# Your assignment:
In the copy, include all of the listing exactly and none of its pictures.

>>>>

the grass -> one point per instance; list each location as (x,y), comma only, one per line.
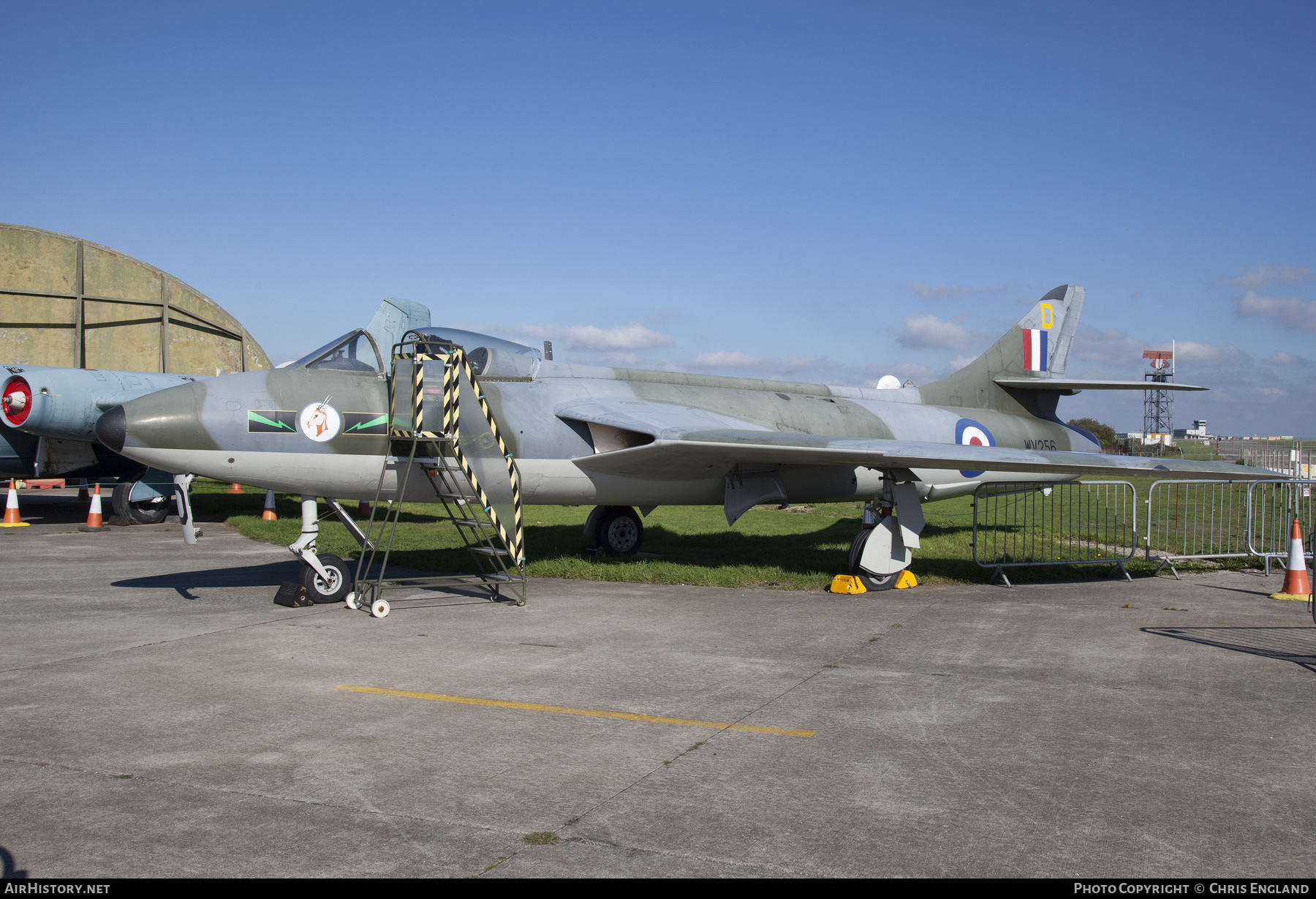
(798,549)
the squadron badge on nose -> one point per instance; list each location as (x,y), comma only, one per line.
(320,421)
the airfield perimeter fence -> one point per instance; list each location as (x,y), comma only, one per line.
(1097,522)
(1069,523)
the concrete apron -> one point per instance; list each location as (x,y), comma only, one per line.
(965,731)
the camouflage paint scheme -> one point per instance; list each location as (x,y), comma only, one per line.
(605,436)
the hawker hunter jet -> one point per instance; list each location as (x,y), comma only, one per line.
(624,439)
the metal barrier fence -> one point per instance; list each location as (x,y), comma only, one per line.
(1271,508)
(1095,522)
(1195,520)
(1067,523)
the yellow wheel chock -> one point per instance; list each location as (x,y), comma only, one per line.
(847,584)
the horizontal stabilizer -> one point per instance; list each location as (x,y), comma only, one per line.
(1079,383)
(712,453)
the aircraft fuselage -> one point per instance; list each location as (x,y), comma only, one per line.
(250,428)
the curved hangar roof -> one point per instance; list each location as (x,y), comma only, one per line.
(72,303)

<<<<

# Exercise result:
the grass -> one point per instance; list each location as (x,y), comma only, one per line.
(798,549)
the squadron badge on nose -> one point per instance; list each location as (x,y), comma only, one per line.
(320,421)
the airfield perimeter fence -> one point per instance; list each location as (x,y), comma only, one per line.
(1097,522)
(1069,523)
the concrete apron -> one point per instance; list each location as (x,y), comma only, one per line.
(965,731)
the camouflage paint scheme -> one point per instance; list each location as (x,y), comma only, one per line.
(605,436)
the hawker hunter jet -> one point per instance; list each location as (x,y), comma only, one per line.
(624,439)
the metal barrier fence -> one point per instance; list each location as (x,y), comma only, one per line.
(1271,508)
(1095,522)
(1195,520)
(1067,523)
the yellow wheel chock -> one point per instance; list each location as (x,y), comma only, one per line.
(847,584)
the horizontal stabilizer -> one point per instance; list each location as (x,y), comma only, one per line.
(1079,383)
(712,453)
the aircraft fuselage -> one point per instance; list each location as (x,y), comma only, one per line.
(250,428)
the curved hangar roof -> one point per instance; list each location as (x,y), comma only, one per line.
(72,303)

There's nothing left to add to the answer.